- _What to produce_
Below this line is a set of entries; quote exactly the lines from the line that contains "positive clicks: (121, 37)" to the line that contains "negative clicks: (622, 109) (307, 377)", both lines included.

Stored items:
-.-.-
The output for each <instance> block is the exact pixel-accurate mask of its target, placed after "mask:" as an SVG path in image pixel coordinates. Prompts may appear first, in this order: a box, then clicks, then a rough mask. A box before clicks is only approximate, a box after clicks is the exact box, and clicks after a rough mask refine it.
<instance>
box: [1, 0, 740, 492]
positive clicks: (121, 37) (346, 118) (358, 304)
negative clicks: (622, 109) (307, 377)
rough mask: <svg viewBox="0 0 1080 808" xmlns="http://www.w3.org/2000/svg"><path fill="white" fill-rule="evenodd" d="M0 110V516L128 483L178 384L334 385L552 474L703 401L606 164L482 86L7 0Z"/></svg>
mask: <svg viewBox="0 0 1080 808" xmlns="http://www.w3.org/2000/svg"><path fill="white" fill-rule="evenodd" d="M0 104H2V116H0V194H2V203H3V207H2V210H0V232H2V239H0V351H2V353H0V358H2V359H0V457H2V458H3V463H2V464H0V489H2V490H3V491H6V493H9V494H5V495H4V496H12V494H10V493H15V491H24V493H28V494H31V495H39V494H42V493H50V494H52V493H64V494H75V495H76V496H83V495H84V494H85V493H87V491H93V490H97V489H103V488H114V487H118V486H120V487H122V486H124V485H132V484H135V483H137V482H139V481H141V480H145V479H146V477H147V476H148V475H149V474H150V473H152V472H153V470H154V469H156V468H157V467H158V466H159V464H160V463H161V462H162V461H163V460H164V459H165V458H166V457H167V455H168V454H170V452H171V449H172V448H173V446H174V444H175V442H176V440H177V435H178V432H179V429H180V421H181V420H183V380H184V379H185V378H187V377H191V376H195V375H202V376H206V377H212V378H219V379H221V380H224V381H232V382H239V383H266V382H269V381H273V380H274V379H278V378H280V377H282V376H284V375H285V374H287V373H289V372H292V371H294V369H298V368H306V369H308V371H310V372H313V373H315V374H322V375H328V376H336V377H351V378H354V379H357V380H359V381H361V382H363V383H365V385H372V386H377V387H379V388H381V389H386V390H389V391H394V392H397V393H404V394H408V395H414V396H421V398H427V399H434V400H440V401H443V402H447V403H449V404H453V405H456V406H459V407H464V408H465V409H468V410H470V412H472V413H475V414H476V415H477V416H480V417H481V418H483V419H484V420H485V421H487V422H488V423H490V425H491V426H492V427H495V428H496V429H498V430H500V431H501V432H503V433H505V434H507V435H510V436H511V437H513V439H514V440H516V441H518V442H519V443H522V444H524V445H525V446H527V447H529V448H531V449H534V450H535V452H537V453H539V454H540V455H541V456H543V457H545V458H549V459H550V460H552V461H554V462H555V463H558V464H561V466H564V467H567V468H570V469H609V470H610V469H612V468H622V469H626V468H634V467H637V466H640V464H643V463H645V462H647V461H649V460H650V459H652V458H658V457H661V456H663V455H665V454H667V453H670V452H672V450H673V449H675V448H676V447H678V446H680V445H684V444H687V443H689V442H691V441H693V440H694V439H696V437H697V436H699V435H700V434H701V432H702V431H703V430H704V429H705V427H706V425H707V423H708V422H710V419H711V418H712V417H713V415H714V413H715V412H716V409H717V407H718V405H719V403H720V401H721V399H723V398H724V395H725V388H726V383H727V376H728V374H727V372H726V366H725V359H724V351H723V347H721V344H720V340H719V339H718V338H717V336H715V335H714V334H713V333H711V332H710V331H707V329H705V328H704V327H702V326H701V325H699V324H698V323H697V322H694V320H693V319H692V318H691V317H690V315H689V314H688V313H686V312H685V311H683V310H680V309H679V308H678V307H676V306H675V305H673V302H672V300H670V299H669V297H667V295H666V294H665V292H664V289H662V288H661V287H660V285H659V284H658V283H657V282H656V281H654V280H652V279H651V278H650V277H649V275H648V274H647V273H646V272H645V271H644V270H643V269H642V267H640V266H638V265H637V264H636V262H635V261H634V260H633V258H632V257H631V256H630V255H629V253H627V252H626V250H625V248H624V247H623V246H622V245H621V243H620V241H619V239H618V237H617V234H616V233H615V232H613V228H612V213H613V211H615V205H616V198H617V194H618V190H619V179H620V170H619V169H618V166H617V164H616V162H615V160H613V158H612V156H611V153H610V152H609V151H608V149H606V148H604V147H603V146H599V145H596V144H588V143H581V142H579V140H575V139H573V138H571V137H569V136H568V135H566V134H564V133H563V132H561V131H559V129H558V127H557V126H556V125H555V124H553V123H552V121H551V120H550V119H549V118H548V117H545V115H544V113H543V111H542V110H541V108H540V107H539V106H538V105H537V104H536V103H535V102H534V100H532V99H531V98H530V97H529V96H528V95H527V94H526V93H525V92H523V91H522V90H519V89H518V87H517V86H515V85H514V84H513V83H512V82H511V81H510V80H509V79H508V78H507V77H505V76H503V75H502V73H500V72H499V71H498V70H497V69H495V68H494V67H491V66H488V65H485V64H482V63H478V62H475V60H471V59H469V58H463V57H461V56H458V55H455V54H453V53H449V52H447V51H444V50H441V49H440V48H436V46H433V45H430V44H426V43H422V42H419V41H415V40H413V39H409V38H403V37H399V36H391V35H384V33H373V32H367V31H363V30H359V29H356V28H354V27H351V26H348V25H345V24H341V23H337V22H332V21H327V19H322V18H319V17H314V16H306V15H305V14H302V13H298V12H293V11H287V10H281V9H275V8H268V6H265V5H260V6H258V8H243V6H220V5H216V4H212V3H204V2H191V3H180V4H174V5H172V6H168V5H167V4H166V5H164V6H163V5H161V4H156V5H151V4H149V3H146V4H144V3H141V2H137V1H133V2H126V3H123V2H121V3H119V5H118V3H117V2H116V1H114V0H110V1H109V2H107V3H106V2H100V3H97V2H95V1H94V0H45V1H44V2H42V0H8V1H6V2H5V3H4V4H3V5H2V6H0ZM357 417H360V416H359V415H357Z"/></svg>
-.-.-
- _The answer_
positive clicks: (121, 37) (346, 118) (358, 304)
negative clicks: (622, 109) (307, 377)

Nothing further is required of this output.